Output the stretch of the data below from the line containing "Target: dark hooded sweatshirt" through the data's final line as a JSON list of strings, one string per line, with blank lines omitted.

>> Begin

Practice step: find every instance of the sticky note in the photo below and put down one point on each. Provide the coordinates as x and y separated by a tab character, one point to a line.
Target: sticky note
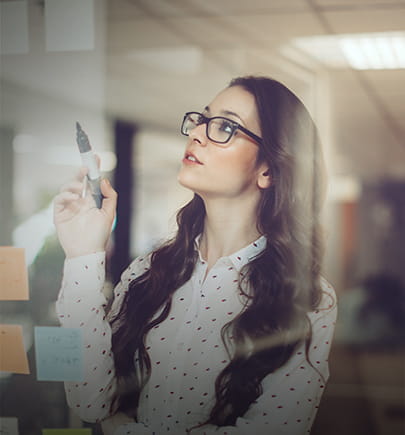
83	431
69	25
13	357
13	274
58	353
8	426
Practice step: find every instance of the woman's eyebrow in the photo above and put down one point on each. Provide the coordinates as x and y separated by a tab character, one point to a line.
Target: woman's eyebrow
230	113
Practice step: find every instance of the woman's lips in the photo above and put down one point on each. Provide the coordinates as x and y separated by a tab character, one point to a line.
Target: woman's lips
191	159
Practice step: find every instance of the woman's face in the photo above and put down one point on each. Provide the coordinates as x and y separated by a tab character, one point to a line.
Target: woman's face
231	170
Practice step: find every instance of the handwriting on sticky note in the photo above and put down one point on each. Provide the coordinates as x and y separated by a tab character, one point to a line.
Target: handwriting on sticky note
82	431
8	426
58	353
13	357
13	274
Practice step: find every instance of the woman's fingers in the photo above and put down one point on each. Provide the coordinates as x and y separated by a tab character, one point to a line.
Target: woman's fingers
110	198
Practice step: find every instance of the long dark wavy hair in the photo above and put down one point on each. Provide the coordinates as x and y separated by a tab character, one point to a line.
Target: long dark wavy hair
281	284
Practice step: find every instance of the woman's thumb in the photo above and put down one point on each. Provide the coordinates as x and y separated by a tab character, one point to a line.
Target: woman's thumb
110	197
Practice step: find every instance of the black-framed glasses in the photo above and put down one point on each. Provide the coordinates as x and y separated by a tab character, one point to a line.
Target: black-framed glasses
218	128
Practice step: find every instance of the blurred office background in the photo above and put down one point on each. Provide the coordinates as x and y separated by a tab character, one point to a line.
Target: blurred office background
127	70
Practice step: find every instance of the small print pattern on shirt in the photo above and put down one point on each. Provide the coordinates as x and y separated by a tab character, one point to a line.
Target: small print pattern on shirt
187	352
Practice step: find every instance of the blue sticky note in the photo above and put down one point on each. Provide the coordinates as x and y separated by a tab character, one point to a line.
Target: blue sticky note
58	353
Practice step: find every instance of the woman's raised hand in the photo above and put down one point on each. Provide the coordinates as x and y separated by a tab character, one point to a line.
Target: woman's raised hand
83	228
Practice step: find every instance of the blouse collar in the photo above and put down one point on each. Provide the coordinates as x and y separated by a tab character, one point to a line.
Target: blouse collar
239	258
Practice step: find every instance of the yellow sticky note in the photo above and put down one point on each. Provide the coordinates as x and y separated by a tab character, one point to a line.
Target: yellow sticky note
13	357
84	431
13	274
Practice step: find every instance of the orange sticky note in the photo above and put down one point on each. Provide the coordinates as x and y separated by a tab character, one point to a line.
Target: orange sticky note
13	274
13	357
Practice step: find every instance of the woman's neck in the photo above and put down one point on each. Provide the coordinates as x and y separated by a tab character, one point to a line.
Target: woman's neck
228	227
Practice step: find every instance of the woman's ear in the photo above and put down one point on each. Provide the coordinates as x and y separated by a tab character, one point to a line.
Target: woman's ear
264	178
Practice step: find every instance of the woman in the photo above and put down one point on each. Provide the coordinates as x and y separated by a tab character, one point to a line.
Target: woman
226	328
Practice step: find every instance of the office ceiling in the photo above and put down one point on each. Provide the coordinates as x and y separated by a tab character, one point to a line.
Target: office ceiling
164	57
160	58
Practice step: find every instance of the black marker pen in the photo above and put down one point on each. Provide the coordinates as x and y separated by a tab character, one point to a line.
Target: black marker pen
89	160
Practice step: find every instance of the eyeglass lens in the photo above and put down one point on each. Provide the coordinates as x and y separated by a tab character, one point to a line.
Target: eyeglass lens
219	129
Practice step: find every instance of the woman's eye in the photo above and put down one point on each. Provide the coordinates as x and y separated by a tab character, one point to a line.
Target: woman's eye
199	120
226	126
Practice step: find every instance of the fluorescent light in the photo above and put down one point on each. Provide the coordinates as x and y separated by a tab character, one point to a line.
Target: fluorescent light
383	50
374	51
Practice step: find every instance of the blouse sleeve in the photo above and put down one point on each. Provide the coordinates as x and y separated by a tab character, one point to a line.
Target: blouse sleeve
81	304
291	395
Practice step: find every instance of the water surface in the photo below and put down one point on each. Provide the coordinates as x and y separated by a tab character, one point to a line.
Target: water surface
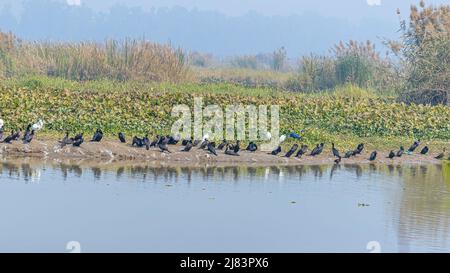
114	208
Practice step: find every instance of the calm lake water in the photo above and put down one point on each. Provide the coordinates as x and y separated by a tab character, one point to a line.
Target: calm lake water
113	208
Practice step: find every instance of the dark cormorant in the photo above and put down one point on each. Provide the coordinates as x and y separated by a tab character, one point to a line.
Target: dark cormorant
302	151
291	151
122	137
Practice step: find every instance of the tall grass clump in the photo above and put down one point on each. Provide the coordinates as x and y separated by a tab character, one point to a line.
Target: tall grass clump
115	60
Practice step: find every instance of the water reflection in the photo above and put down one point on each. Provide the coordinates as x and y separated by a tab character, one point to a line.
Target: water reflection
419	211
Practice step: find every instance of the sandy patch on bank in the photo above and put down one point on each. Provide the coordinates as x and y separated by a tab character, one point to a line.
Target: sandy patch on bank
111	151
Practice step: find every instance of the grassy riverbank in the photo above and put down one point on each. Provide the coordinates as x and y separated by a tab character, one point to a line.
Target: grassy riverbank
345	116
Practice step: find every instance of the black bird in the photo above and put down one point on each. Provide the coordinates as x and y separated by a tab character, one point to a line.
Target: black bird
138	142
237	147
146	142
349	154
391	154
425	150
318	150
335	151
204	144
222	145
359	149
66	140
252	147
276	151
441	155
414	146
338	160
163	144
155	142
78	137
229	151
187	147
78	140
28	137
291	151
302	151
98	135
173	140
16	135
9	138
196	142
185	141
122	137
211	148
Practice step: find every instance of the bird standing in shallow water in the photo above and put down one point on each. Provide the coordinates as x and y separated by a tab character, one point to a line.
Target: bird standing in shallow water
187	147
276	151
122	137
302	151
98	135
291	151
211	148
335	151
391	154
413	147
441	155
424	150
318	150
229	151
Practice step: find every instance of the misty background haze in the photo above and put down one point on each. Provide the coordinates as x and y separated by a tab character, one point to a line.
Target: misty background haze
223	28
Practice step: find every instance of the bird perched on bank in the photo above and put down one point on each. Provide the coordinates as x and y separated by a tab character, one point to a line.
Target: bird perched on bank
138	142
400	152
252	147
222	145
9	138
425	150
276	151
27	138
441	155
38	125
302	151
146	142
359	149
122	137
335	151
98	135
229	151
291	151
187	147
211	148
77	140
391	155
414	146
349	154
185	141
66	140
318	150
163	144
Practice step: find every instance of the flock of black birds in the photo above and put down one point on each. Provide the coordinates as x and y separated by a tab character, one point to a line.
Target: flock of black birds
163	142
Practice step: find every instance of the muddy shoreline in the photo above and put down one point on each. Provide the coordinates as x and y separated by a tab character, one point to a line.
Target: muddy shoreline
113	151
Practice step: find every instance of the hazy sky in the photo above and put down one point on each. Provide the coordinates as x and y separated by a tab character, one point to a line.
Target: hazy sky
350	9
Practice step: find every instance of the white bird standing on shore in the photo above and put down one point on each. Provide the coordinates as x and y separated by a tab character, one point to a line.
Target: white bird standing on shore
38	125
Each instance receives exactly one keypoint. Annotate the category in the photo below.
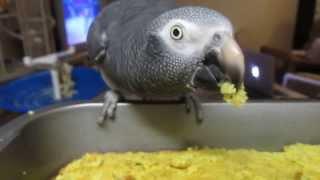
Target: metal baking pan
(37, 146)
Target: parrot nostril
(210, 59)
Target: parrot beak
(219, 65)
(231, 60)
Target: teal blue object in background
(35, 91)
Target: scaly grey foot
(109, 107)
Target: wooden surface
(294, 57)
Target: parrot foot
(192, 100)
(109, 107)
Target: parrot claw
(109, 107)
(192, 100)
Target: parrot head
(197, 46)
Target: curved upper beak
(231, 60)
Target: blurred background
(280, 40)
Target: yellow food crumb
(297, 162)
(233, 96)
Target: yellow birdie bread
(298, 162)
(233, 96)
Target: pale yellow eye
(176, 32)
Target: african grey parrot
(155, 50)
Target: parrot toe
(109, 107)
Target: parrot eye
(176, 33)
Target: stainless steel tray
(36, 146)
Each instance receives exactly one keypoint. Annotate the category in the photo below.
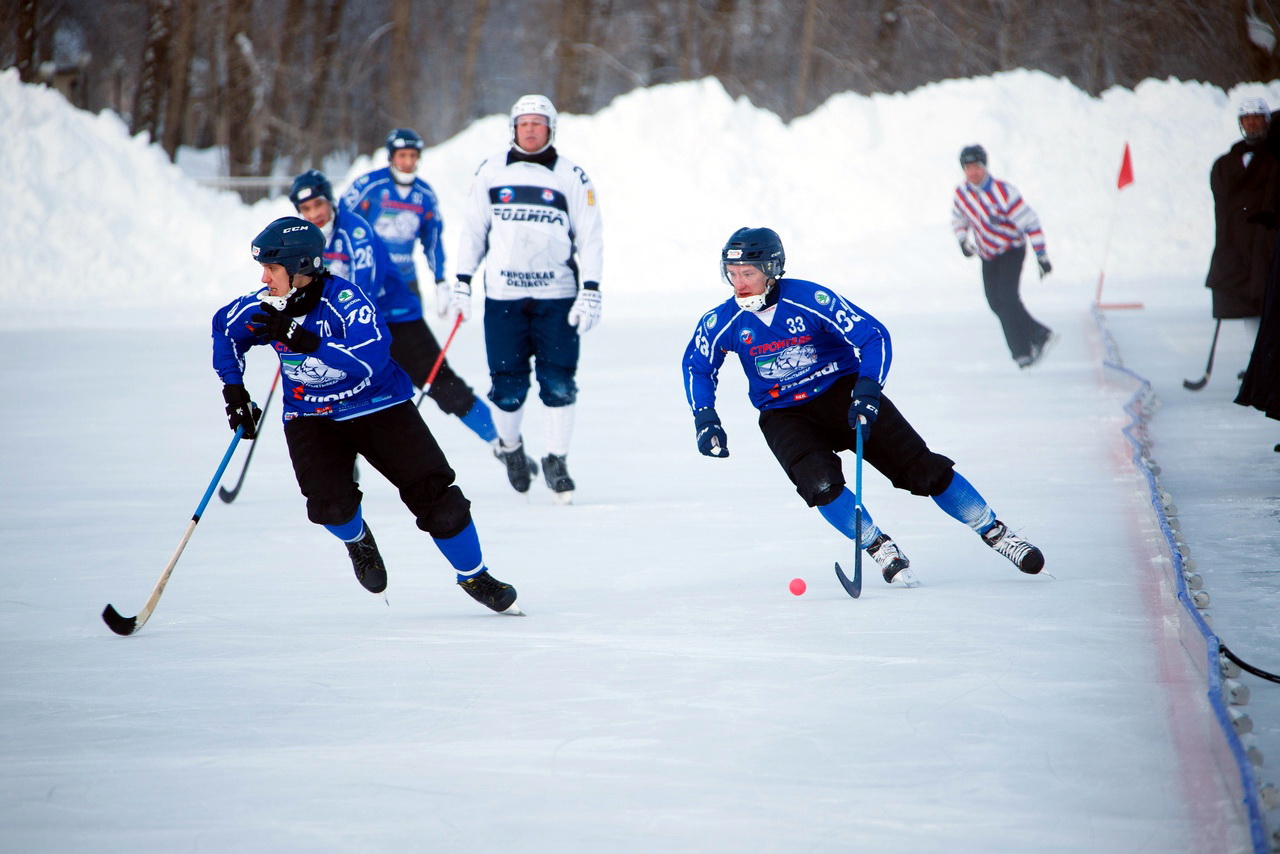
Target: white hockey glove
(585, 311)
(443, 296)
(460, 298)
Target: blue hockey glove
(241, 411)
(712, 441)
(864, 405)
(273, 324)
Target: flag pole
(1123, 181)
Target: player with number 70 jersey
(350, 374)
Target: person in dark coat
(1246, 190)
(1260, 387)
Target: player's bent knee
(928, 474)
(447, 516)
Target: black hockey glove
(712, 441)
(274, 324)
(241, 411)
(1046, 268)
(864, 405)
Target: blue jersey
(401, 215)
(792, 352)
(356, 254)
(351, 374)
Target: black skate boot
(520, 467)
(557, 478)
(492, 593)
(1023, 555)
(894, 565)
(368, 562)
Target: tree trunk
(179, 77)
(466, 86)
(26, 41)
(800, 95)
(400, 78)
(238, 94)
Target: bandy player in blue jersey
(816, 365)
(344, 394)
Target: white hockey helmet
(1255, 106)
(534, 105)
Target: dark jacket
(1244, 208)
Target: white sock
(560, 429)
(508, 425)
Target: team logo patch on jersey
(787, 362)
(310, 371)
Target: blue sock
(462, 552)
(352, 530)
(963, 502)
(480, 421)
(840, 514)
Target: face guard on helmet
(758, 247)
(534, 105)
(293, 243)
(403, 138)
(1256, 128)
(310, 185)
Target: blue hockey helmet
(293, 243)
(310, 185)
(973, 154)
(403, 138)
(760, 247)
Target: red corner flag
(1125, 170)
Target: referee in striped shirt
(992, 222)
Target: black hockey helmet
(310, 185)
(403, 138)
(293, 243)
(760, 247)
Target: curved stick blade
(118, 624)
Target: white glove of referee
(585, 311)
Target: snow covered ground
(666, 690)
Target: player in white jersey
(534, 220)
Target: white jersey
(528, 222)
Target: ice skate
(894, 565)
(520, 466)
(492, 593)
(1023, 555)
(368, 562)
(557, 478)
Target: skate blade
(905, 579)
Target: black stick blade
(855, 587)
(118, 624)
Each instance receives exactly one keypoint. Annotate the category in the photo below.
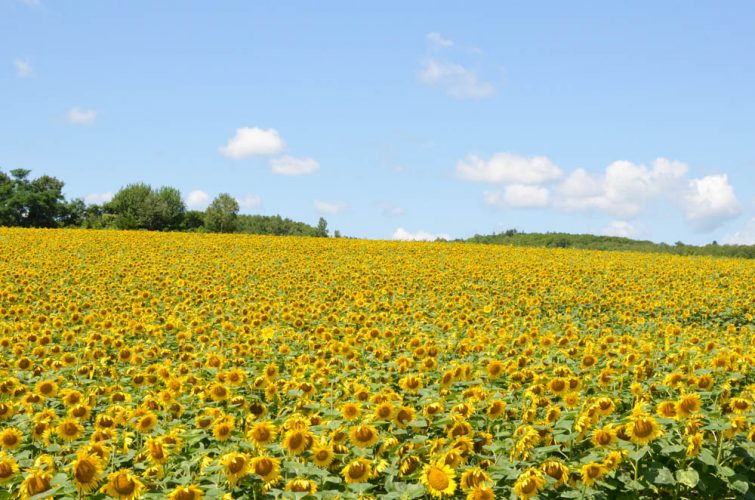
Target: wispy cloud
(437, 40)
(457, 80)
(23, 68)
(79, 116)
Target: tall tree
(222, 214)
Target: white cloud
(458, 81)
(508, 168)
(79, 116)
(288, 165)
(621, 228)
(98, 198)
(745, 236)
(404, 235)
(436, 39)
(253, 142)
(249, 202)
(625, 188)
(197, 200)
(23, 68)
(329, 208)
(518, 196)
(709, 202)
(391, 210)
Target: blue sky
(397, 119)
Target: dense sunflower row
(146, 365)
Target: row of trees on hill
(512, 237)
(26, 202)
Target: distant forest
(512, 237)
(26, 202)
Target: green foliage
(276, 225)
(222, 214)
(31, 203)
(512, 237)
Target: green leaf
(740, 486)
(706, 457)
(663, 476)
(688, 477)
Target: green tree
(222, 214)
(131, 207)
(30, 203)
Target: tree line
(512, 237)
(26, 202)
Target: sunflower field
(187, 366)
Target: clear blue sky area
(397, 119)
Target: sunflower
(363, 435)
(384, 411)
(351, 411)
(87, 472)
(36, 482)
(642, 429)
(358, 471)
(190, 492)
(223, 429)
(404, 416)
(8, 467)
(69, 429)
(46, 388)
(529, 483)
(263, 433)
(666, 409)
(481, 493)
(740, 406)
(322, 455)
(296, 441)
(688, 404)
(556, 470)
(122, 485)
(473, 478)
(267, 468)
(694, 444)
(156, 452)
(438, 478)
(299, 485)
(146, 423)
(235, 465)
(10, 438)
(604, 436)
(591, 472)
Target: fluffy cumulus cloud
(508, 168)
(709, 202)
(98, 198)
(249, 202)
(625, 189)
(745, 236)
(621, 228)
(390, 210)
(79, 116)
(457, 80)
(253, 141)
(404, 235)
(197, 200)
(436, 39)
(329, 208)
(518, 196)
(291, 166)
(23, 68)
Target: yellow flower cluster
(191, 366)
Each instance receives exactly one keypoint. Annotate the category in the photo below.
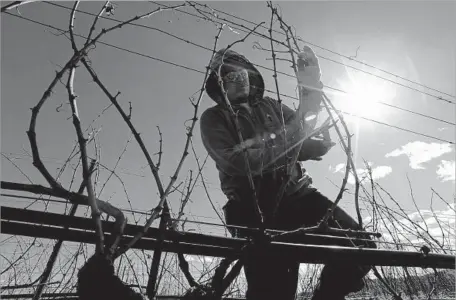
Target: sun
(364, 95)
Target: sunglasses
(238, 77)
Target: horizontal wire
(235, 226)
(201, 72)
(257, 65)
(320, 56)
(328, 50)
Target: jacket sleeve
(310, 148)
(223, 148)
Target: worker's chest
(260, 122)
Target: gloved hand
(309, 73)
(314, 149)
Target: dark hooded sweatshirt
(262, 125)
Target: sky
(413, 41)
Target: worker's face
(236, 84)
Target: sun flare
(364, 94)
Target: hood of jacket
(232, 57)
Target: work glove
(314, 149)
(309, 73)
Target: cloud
(338, 167)
(446, 170)
(420, 152)
(363, 174)
(420, 228)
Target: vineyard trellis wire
(81, 56)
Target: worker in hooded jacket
(246, 133)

>> End

◆ **SOLUTION TO THIS EXERCISE**
[
  "Target: dark hooded sweatshirt",
  "(262, 125)",
  "Target: sky",
  "(413, 41)",
  "Target: worker's face",
  "(236, 84)",
  "Target: sun flare",
  "(364, 94)",
  "Target: hood of jacket",
  "(232, 57)",
  "Target: work glove",
  "(314, 149)",
  "(309, 73)",
  "Target: cloud",
  "(338, 167)",
  "(446, 170)",
  "(420, 152)",
  "(363, 174)",
  "(420, 228)",
  "Target: vineyard trellis wire",
  "(81, 56)",
  "Target: worker in hooded jacket",
  "(246, 133)"
]